COMPLETE THE FOLLOWING →
(a) According to the inscription over the gate of hell in the passage on Dante, which three powers fixed the terms on which we receive the trust of life? List all three.
(b) Proceed with the passage on Dante, writing on from its final line.

┌─ READING PASSAGE

If the reader recall a passage already quoted from the _Convito_,(247) he will perhaps think with us that the gate of Dante's _Limbo is left ajar even for the ancient philosophers to slip out. The divine judgments are still inscrutable, and the ways of God past finding out, but faith would seem to have led Dante at last to a more merciful solution of his doubt than he had reached when he wrote the _De Monarchia_. It is always humanizing to see how the most rigid creed is made to bend before the kindlier instincts of the heart. The stern Dante thinks none beyond hope save those who are dead in sin, and have made evil their good. But we are by no means sure that he is not right in insisting rather on the implacable severity of the law than on the possible relenting of the judge. Exact justice is commonly more merciful in the long run than pity, for it tends to foster in men those stronger qualities which make them good citizens, an object second only with the Roman-minded Dante to that of making them spiritually regenerate, nay, perhaps even more important as a necessary preliminary to it. The inscription over the gate of hell tells us that the terms on which we receive the trust of life were fixed by the Divine Power (which can what it wills), and are therefore unchangeable; by the Highest Wisdom, and therefore for our truest good; by the Primal Love, and therefore the kindest. These are the three attributes of that justice which moved the maker of them. Dante is no harsher than experience, which always exacts the uttermost farthing; no more inexorable than conscience, which never forgives nor forgets. No teaching is truer or more continually needful than that the stains of the soul are ineffaceable, and that though their growth may be arrested, their nature is to spread insidiously till they have brought all to their own color. Evil is a far more cunning and persevering propagandist than Good, for it has no inward strength, and is driven to seek countenance and sympathy. It must have company, for it cannot bear to be alone in the dark, while

"Virtue can see to do what Virtue would
By her own radiant light."

└─
┌─ LISTED ENTRIES

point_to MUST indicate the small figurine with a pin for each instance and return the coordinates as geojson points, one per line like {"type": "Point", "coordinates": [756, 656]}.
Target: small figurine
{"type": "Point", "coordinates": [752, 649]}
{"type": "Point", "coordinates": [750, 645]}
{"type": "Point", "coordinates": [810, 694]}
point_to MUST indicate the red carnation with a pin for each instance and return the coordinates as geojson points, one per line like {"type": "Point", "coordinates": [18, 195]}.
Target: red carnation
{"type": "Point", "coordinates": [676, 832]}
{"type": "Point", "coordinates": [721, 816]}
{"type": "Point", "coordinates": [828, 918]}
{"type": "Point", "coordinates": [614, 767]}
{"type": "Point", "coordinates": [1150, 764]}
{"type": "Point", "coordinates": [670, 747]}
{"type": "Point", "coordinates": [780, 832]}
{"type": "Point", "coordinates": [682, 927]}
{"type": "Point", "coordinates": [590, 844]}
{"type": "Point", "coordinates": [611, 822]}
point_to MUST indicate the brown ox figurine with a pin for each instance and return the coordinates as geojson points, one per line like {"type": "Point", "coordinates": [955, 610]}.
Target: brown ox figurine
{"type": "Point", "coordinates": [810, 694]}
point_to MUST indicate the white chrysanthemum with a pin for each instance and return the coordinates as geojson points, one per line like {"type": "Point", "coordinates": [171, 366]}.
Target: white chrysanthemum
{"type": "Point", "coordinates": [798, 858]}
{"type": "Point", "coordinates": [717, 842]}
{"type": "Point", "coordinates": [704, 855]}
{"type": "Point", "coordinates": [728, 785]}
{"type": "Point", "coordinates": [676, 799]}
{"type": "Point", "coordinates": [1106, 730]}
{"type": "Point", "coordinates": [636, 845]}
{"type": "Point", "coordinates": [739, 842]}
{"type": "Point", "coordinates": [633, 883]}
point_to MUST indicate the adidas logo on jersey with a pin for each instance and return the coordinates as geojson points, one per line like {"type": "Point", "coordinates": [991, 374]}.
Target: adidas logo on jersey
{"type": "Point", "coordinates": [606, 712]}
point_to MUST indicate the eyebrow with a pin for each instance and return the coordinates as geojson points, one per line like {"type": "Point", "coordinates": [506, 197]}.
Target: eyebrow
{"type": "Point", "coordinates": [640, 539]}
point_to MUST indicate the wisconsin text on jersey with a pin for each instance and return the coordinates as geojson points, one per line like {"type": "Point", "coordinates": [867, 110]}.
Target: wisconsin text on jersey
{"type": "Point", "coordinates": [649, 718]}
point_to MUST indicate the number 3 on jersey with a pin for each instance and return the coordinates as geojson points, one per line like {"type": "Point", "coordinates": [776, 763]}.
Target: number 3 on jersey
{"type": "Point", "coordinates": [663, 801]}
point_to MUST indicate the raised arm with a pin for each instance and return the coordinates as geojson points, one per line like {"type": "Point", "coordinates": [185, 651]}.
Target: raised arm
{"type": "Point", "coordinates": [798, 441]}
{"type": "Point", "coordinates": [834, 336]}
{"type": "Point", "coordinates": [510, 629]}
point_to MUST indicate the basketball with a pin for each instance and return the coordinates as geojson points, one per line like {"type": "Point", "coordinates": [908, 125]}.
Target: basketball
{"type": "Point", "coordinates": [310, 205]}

└─

ANSWERS PER TASK →
(a) The Divine Power, the Highest Wisdom, and the Primal Love.

(b)
There is one other point which we will dwell on for a moment as bearing on the question of Dante's orthodoxy. His nature was one in which, as in Swedenborg's, a clear practical understanding was continually streamed over by the northern lights of mysticism, through which the familiar stars shine with a softened and more spiritual lustre. Nothing is more interesting than the way in which the two qualities of his mind alternate, and indeed play into each other, tingeing his matter-of-fact sometimes with unexpected glows of fancy, sometimes giving an almost geometrical precision to his most mystical visions. In his letter to Can Grande he says: "It behooves not those to whom it is given to know what is best in us to follow the footprints of the herd; much rather are they bound to oppose its wanderings. For the vigorous in intellect and reason, endowed with a certain divine liberty, are constrained by no customs. Nor is it wonderful, since they are not governed by the laws, but much more govern the laws themselves." It is not impossible that Dante, whose love of knowledge was all-embracing, may have got some hint of the doctrine of the Oriental Sufis. With them the first and lowest of the steps that lead upward to perfection is the Law, a strict observance of which is all that is expected of the ordinary man whose mind is not open to the conception of a higher virtue and holiness. But the Sufi puts himself under the guidance of some holy man (Virgil in the _Inferno_), whose teaching he receives implicitly, and so arrives at the second step, which is the Path (_Purgatorio_) by which he reaches a point where he is freed from all outward ceremonials and observances, and has risen from an outward to a spiritual worship. The third step is Knowledge (_Paradiso_), endowed by which with supernatural insight, he becomes like the angels about the throne, and has but one farther step to take before he reaches the goal and becomes one with God. The analogies of this system with Dante's are obvious and striking. They become still more so when Virgil takes leave of him at the entrance of the Terres trial Paradise with the words:--

"Expect no more a word or sign from me;
Free and upright and sound is thy free-will,
And error were it not to do its bidding;
Thee o'er thyself I therefore crown and mitre,"(248)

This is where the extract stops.